Stated task
Count the lines in the items below that contain the string "surface", matching case exactly, and reply with only that number.

Material

• • • • •

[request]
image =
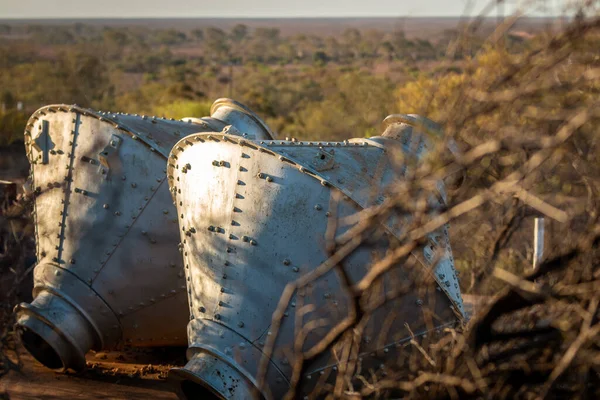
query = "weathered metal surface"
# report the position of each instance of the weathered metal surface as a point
(109, 269)
(253, 217)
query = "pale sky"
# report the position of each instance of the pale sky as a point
(248, 8)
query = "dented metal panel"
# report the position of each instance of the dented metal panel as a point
(109, 268)
(253, 217)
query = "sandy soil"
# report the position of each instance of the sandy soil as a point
(110, 375)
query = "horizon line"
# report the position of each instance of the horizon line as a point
(277, 17)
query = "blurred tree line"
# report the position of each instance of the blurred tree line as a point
(305, 85)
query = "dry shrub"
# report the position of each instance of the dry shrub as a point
(527, 121)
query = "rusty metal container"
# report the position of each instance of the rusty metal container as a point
(253, 217)
(109, 269)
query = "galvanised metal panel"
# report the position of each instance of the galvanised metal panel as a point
(253, 217)
(109, 268)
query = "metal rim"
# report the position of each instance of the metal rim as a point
(226, 102)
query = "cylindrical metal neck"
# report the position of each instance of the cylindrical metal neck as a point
(55, 332)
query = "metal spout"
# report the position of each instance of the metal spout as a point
(56, 333)
(208, 376)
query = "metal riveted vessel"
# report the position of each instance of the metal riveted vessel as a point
(109, 269)
(253, 216)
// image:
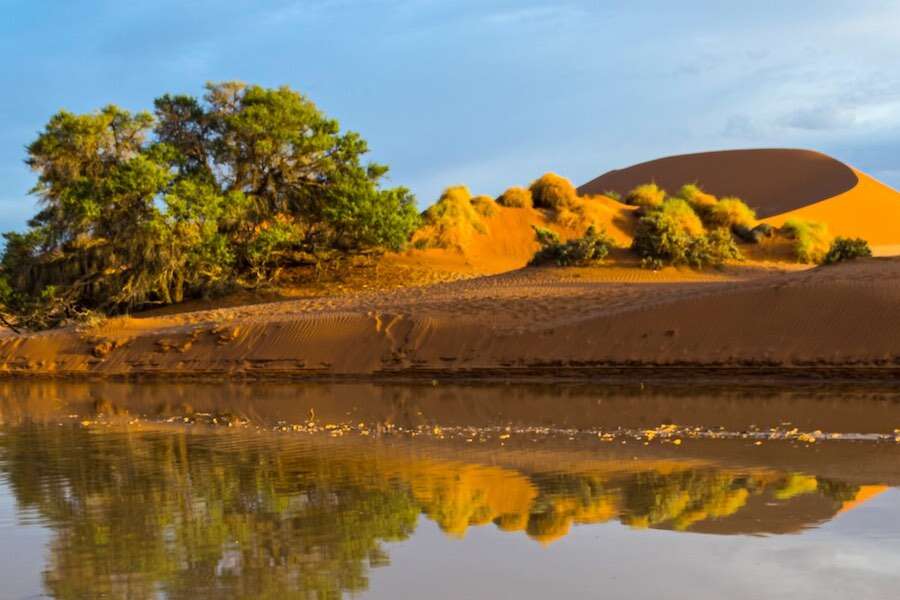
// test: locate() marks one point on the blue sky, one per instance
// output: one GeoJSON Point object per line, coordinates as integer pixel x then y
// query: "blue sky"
{"type": "Point", "coordinates": [483, 92]}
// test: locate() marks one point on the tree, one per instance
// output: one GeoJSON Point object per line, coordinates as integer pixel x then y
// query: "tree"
{"type": "Point", "coordinates": [203, 195]}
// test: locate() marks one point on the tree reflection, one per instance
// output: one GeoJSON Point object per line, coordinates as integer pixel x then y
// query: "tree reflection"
{"type": "Point", "coordinates": [168, 513]}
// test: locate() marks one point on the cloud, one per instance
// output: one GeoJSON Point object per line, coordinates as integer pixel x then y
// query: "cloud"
{"type": "Point", "coordinates": [535, 14]}
{"type": "Point", "coordinates": [820, 118]}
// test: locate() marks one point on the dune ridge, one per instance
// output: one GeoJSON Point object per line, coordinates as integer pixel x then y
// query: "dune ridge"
{"type": "Point", "coordinates": [779, 184]}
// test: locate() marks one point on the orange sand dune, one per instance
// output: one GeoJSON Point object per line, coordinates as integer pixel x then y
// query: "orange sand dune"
{"type": "Point", "coordinates": [870, 210]}
{"type": "Point", "coordinates": [508, 241]}
{"type": "Point", "coordinates": [771, 181]}
{"type": "Point", "coordinates": [779, 184]}
{"type": "Point", "coordinates": [537, 322]}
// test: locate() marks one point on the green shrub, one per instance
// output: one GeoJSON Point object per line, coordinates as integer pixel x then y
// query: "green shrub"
{"type": "Point", "coordinates": [484, 205]}
{"type": "Point", "coordinates": [515, 197]}
{"type": "Point", "coordinates": [590, 249]}
{"type": "Point", "coordinates": [646, 196]}
{"type": "Point", "coordinates": [702, 202]}
{"type": "Point", "coordinates": [811, 239]}
{"type": "Point", "coordinates": [553, 192]}
{"type": "Point", "coordinates": [731, 212]}
{"type": "Point", "coordinates": [674, 234]}
{"type": "Point", "coordinates": [846, 249]}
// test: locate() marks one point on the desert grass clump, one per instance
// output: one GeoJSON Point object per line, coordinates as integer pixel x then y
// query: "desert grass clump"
{"type": "Point", "coordinates": [515, 197]}
{"type": "Point", "coordinates": [674, 234]}
{"type": "Point", "coordinates": [731, 212]}
{"type": "Point", "coordinates": [702, 202]}
{"type": "Point", "coordinates": [484, 205]}
{"type": "Point", "coordinates": [553, 192]}
{"type": "Point", "coordinates": [646, 196]}
{"type": "Point", "coordinates": [451, 221]}
{"type": "Point", "coordinates": [812, 241]}
{"type": "Point", "coordinates": [846, 249]}
{"type": "Point", "coordinates": [587, 250]}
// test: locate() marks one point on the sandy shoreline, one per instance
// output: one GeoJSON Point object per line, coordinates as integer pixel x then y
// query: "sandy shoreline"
{"type": "Point", "coordinates": [839, 322]}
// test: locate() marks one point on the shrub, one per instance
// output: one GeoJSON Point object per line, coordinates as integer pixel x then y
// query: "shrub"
{"type": "Point", "coordinates": [811, 239]}
{"type": "Point", "coordinates": [553, 192]}
{"type": "Point", "coordinates": [515, 197]}
{"type": "Point", "coordinates": [591, 248]}
{"type": "Point", "coordinates": [846, 249]}
{"type": "Point", "coordinates": [731, 212]}
{"type": "Point", "coordinates": [647, 196]}
{"type": "Point", "coordinates": [674, 234]}
{"type": "Point", "coordinates": [484, 205]}
{"type": "Point", "coordinates": [702, 202]}
{"type": "Point", "coordinates": [452, 220]}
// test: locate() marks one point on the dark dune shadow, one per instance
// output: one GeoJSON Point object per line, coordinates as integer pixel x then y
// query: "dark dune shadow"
{"type": "Point", "coordinates": [771, 181]}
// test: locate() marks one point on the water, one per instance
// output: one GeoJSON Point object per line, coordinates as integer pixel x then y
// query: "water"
{"type": "Point", "coordinates": [436, 491]}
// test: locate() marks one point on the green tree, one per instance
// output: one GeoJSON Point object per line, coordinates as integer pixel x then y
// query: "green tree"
{"type": "Point", "coordinates": [137, 208]}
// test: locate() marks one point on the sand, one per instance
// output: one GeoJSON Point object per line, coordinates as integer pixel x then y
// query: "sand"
{"type": "Point", "coordinates": [842, 319]}
{"type": "Point", "coordinates": [780, 184]}
{"type": "Point", "coordinates": [477, 312]}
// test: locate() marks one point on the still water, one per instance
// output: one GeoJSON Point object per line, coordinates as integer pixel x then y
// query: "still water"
{"type": "Point", "coordinates": [435, 491]}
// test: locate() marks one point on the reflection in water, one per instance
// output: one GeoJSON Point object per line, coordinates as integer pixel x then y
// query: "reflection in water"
{"type": "Point", "coordinates": [251, 516]}
{"type": "Point", "coordinates": [147, 508]}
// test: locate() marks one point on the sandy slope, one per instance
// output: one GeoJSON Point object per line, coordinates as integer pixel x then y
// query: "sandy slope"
{"type": "Point", "coordinates": [491, 317]}
{"type": "Point", "coordinates": [532, 322]}
{"type": "Point", "coordinates": [779, 184]}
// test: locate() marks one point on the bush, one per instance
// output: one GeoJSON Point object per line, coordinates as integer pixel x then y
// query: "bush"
{"type": "Point", "coordinates": [846, 249]}
{"type": "Point", "coordinates": [811, 239]}
{"type": "Point", "coordinates": [515, 197]}
{"type": "Point", "coordinates": [731, 212]}
{"type": "Point", "coordinates": [673, 234]}
{"type": "Point", "coordinates": [590, 249]}
{"type": "Point", "coordinates": [484, 205]}
{"type": "Point", "coordinates": [553, 192]}
{"type": "Point", "coordinates": [700, 201]}
{"type": "Point", "coordinates": [647, 196]}
{"type": "Point", "coordinates": [452, 220]}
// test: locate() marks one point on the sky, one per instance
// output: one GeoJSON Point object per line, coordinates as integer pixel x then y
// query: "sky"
{"type": "Point", "coordinates": [487, 93]}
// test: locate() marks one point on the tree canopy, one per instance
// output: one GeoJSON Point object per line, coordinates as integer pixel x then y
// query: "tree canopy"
{"type": "Point", "coordinates": [198, 196]}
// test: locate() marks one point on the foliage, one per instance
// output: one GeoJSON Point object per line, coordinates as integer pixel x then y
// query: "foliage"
{"type": "Point", "coordinates": [847, 249]}
{"type": "Point", "coordinates": [591, 248]}
{"type": "Point", "coordinates": [702, 202]}
{"type": "Point", "coordinates": [484, 205]}
{"type": "Point", "coordinates": [646, 196]}
{"type": "Point", "coordinates": [452, 220]}
{"type": "Point", "coordinates": [515, 197]}
{"type": "Point", "coordinates": [553, 192]}
{"type": "Point", "coordinates": [812, 240]}
{"type": "Point", "coordinates": [730, 212]}
{"type": "Point", "coordinates": [675, 235]}
{"type": "Point", "coordinates": [138, 209]}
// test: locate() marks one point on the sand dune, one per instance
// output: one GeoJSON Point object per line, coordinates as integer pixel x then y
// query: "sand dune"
{"type": "Point", "coordinates": [491, 317]}
{"type": "Point", "coordinates": [779, 184]}
{"type": "Point", "coordinates": [770, 181]}
{"type": "Point", "coordinates": [843, 318]}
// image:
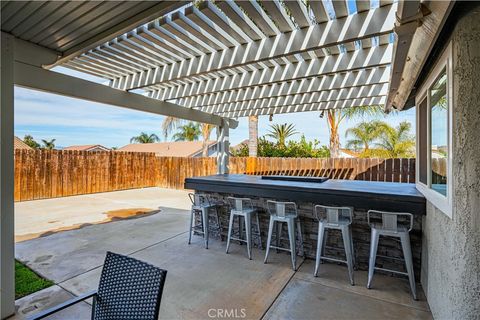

• • • • •

The solution
2